A section of a data file =>
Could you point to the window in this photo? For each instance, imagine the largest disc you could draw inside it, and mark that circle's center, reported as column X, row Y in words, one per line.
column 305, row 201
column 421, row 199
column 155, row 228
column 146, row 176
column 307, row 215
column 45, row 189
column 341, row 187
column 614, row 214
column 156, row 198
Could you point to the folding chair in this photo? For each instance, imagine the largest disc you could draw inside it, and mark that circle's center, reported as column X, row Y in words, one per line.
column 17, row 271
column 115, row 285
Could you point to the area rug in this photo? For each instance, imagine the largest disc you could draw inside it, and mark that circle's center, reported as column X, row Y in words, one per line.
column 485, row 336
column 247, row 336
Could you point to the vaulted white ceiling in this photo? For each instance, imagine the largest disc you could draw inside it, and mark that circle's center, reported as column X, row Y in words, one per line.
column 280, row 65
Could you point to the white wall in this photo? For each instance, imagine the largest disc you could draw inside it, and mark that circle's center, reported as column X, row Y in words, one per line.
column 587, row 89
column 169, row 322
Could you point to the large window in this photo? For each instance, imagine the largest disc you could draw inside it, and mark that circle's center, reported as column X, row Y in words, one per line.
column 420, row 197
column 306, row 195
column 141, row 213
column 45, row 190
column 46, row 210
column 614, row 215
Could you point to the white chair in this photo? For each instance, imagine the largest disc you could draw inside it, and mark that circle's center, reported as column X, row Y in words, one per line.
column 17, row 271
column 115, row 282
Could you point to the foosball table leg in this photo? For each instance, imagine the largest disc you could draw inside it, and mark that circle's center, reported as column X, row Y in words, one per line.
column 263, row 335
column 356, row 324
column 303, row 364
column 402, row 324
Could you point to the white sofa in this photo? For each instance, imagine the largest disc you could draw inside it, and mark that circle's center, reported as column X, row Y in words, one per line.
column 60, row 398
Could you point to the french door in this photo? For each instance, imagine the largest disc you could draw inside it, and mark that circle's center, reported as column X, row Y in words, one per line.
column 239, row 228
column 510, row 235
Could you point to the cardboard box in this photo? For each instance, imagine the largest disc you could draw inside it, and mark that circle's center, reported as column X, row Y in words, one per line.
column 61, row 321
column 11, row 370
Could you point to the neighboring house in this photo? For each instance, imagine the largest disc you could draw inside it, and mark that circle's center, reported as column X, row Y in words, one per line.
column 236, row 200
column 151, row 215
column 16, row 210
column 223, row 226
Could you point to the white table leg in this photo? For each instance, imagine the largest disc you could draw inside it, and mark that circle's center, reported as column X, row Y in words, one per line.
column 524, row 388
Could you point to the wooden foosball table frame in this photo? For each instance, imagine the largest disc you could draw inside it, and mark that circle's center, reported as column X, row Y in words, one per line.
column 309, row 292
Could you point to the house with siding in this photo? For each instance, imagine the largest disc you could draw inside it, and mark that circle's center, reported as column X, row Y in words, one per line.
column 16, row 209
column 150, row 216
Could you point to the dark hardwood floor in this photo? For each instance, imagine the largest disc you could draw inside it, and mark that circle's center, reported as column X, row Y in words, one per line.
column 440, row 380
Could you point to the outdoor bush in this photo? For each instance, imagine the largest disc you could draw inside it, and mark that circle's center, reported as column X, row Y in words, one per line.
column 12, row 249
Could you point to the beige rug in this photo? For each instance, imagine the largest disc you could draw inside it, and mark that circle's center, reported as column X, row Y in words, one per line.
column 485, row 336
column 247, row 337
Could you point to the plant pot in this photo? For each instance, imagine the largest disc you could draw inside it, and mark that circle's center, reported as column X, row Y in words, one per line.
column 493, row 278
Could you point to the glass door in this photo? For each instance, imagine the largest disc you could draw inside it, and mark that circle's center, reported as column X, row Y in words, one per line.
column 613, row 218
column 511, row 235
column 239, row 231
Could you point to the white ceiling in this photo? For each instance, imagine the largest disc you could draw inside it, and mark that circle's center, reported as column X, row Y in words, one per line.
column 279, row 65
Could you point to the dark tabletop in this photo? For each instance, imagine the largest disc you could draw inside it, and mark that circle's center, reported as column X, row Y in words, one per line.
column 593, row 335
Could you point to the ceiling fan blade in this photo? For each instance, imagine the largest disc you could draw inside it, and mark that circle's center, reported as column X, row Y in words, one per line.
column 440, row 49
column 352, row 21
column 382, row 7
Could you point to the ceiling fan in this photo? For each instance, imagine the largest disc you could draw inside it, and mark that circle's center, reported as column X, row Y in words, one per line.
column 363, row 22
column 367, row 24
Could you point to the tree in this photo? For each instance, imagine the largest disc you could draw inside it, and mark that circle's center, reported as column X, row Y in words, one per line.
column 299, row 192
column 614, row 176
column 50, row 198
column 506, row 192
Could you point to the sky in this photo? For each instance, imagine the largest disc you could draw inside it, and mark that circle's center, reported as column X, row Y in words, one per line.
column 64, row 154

DIRECTION => Copy the lines above word for word, from the very first line through the line that contains "column 115, row 282".

THE RESPONSE =>
Could you point to the window in this photo? For each instance, imagine the largest disc you could draw inside it, and mark that circle's center, reported as column X, row Y in words, one per line.
column 305, row 201
column 421, row 199
column 155, row 228
column 146, row 176
column 307, row 215
column 45, row 189
column 341, row 187
column 614, row 214
column 156, row 198
Could you point to the folding chair in this photo? For each instance, imagine the largest disc you could draw inside it, and mark that circle's center, reported as column X, row Y in words, one per line.
column 17, row 271
column 115, row 285
Could you point to the area rug in this photo? For each instance, imagine the largest disc you could draw inside it, and mark that circle's center, reported as column X, row Y in words, one per line.
column 485, row 336
column 247, row 336
Could you point to the vaulted white ceiling in this photo? For each instance, imagine the largest disc you could draw inside it, and mark that circle's center, reported as column X, row Y in words, one per line.
column 280, row 65
Could you point to the white wall in this photo? For each instance, imagine the largest disc you could draw inside it, and mark that circle's center, reported as column X, row Y in words, one per line.
column 587, row 89
column 169, row 322
Could you point to the large window in this photo? For each instance, imagine the largest disc you could draw inside it, and mark that circle's center, reported as column X, row Y in words, one per line.
column 420, row 197
column 306, row 195
column 141, row 213
column 45, row 190
column 46, row 210
column 614, row 215
Could you point to the white chair in this photo? For each instance, imagine the largest disc you could draw inside it, and mark that circle's center, reported as column X, row Y in words, one per line.
column 17, row 271
column 115, row 282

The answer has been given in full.